_What to do_. Render the lines of the listing below as a Markdown table with the columns Row and Line. Start at the line that contains "Pick out each instance of the dark suit" and end at the last line of the listing, including both, and leave out blank lines.

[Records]
━━━

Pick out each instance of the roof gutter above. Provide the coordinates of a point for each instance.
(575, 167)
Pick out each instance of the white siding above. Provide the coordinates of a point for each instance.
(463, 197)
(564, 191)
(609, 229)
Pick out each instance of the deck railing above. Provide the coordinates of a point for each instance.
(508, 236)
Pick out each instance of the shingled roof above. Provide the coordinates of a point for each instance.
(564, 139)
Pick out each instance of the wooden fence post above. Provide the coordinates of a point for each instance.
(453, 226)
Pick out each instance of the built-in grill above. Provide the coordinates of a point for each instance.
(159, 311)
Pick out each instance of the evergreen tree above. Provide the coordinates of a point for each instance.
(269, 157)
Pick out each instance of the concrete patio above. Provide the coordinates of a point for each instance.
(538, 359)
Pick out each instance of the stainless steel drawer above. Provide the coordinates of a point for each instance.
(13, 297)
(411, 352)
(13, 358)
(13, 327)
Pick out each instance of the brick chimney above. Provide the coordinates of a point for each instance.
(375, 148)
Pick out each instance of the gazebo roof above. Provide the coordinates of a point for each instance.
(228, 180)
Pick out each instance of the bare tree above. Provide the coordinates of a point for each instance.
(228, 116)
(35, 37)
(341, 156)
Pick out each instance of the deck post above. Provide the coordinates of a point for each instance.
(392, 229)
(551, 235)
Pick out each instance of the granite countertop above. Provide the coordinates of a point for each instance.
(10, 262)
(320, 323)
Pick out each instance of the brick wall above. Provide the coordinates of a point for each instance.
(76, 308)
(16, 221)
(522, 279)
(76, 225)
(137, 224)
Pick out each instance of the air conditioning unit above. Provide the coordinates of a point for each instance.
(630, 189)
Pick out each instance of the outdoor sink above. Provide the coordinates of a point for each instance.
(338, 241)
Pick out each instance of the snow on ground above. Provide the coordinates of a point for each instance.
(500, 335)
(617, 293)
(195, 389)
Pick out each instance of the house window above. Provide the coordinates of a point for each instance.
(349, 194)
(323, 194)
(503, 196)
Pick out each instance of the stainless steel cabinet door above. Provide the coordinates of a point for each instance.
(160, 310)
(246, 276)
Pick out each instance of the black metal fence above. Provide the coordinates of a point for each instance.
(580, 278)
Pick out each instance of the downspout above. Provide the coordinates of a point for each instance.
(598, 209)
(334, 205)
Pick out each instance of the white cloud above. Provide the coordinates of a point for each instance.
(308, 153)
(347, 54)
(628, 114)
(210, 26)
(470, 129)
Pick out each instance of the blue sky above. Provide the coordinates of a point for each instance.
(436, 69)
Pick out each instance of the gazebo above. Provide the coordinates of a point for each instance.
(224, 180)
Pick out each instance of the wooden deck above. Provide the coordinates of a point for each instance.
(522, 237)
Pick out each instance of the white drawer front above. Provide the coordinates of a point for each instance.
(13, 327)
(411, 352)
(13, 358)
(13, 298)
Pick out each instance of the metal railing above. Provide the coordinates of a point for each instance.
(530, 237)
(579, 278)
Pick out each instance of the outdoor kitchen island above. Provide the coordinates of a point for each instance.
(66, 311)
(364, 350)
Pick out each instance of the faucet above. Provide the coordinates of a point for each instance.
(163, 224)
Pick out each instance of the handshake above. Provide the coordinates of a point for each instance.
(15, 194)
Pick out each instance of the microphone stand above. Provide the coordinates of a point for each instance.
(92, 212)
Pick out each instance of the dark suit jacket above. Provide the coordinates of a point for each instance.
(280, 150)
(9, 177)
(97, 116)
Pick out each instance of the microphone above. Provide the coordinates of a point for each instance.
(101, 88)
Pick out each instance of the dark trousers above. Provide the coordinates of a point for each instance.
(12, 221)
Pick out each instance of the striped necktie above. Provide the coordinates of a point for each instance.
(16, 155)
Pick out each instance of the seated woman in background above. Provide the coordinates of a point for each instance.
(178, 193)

━━━

_Written response_.
| Row | Line |
|---|---|
| 1 | Pick out each instance of the dark suit jacket above. Provide the coordinates of a point for each instance. |
| 2 | (280, 150) |
| 3 | (9, 177) |
| 4 | (97, 116) |
| 5 | Pick out each instance of the microphone above. Provide the coordinates of a point for each instance. |
| 6 | (101, 88) |
| 7 | Pick out each instance of the dark trousers above. Provide the coordinates of a point for each instance. |
| 8 | (12, 221) |
| 9 | Pick out each instance of the striped necktie above. Provide the coordinates of a point for each instance. |
| 10 | (16, 155) |
| 11 | Pick out each instance of the seated woman in background above. Provide the coordinates of a point for each instance. |
| 12 | (178, 193) |